▶ [Stated goal]
Exactly the lines from the one containing "For every instance of the grass, the" through the end of the data below are to be reproduced, and nothing besides them.

▶ [Source records]
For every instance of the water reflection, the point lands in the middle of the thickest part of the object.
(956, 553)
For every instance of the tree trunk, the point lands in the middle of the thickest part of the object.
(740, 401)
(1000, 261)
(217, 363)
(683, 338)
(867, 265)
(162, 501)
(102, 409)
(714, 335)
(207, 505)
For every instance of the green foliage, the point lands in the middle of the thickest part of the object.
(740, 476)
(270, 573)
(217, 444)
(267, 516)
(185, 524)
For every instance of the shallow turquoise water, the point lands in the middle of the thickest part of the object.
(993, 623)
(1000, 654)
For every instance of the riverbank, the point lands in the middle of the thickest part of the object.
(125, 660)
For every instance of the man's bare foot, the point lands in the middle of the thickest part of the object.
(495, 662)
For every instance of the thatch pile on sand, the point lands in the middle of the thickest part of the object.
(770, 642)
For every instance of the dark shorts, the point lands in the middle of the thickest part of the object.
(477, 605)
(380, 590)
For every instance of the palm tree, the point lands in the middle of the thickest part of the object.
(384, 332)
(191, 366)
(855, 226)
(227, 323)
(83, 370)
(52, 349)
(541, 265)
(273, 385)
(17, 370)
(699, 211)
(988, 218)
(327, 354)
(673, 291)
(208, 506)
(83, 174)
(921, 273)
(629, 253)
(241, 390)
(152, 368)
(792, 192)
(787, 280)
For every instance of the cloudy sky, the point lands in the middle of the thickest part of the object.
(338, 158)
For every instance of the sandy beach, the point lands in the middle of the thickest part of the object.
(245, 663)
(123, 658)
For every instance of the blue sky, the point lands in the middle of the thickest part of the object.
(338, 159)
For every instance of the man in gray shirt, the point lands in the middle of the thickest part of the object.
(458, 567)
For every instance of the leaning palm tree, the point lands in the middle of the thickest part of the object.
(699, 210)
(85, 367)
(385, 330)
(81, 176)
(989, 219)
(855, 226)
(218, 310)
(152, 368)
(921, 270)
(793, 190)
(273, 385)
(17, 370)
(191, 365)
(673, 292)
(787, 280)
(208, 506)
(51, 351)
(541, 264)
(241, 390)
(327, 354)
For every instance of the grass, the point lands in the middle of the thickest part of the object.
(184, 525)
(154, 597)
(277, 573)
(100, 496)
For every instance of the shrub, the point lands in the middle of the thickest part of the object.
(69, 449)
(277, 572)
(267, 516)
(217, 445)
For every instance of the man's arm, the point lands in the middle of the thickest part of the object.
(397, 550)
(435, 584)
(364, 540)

▶ [Task response]
For every instance of the grass, the point lands in the middle of the thickest part of the object.
(184, 525)
(154, 597)
(277, 573)
(100, 496)
For every instance of the shrub, the point lands in the middle of the thickest part of the object.
(69, 449)
(277, 572)
(267, 516)
(217, 445)
For every instance of the man's arm, the point lands in the middle of the thickest part of the object.
(397, 550)
(435, 584)
(364, 540)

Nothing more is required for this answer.